# [Provided data]
▼▼▼
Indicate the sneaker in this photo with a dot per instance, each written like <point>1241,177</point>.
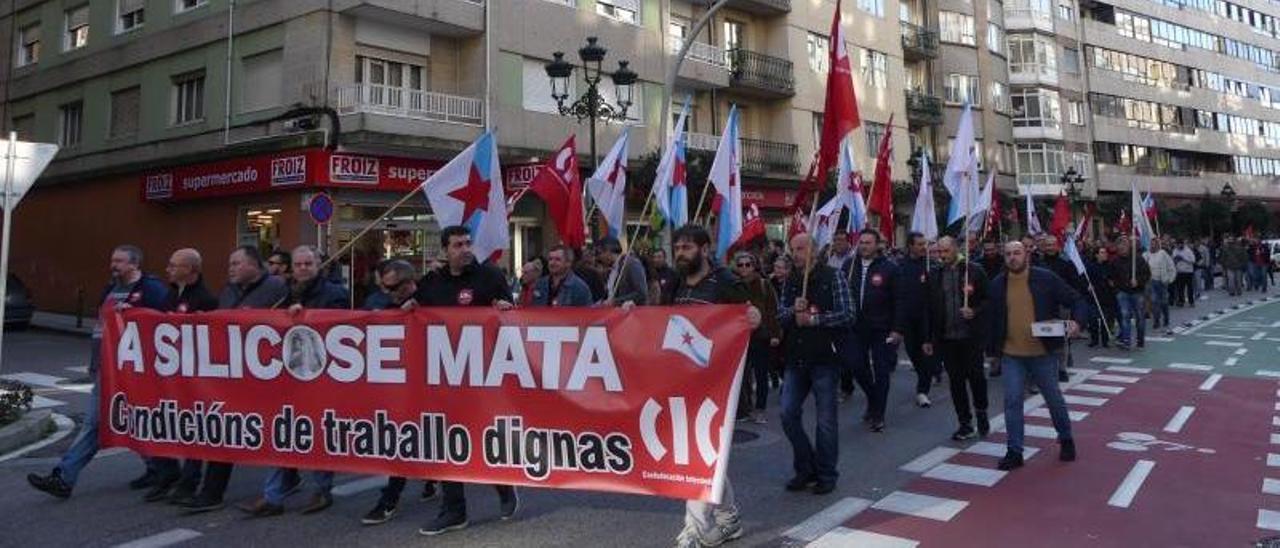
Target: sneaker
▲▲▲
▼▼▼
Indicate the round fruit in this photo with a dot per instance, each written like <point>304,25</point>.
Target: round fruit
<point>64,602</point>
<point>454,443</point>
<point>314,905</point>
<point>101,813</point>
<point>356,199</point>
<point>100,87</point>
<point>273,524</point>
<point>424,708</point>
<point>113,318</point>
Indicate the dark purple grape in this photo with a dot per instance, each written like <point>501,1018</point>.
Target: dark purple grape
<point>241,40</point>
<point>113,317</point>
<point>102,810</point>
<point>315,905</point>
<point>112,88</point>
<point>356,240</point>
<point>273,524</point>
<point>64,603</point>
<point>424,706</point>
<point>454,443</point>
▲▲▲
▼▼▼
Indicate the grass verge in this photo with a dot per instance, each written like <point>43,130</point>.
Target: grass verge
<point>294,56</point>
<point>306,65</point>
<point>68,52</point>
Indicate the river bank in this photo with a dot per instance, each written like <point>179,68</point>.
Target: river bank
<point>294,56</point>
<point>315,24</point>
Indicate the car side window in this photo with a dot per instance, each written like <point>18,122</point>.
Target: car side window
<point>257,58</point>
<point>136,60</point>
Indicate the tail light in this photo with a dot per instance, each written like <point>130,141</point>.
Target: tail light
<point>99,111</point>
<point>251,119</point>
▲▲▲
# [Work required]
Go to the line above that contains "Indicate the sneaker" and reproduce everything exactly from there through the line that contains "Target: sneaker", leaving out the pictures.

# [Solution]
Indicate the sneaker in this photo with a dot per instance, each written like <point>1241,177</point>.
Target: sneaker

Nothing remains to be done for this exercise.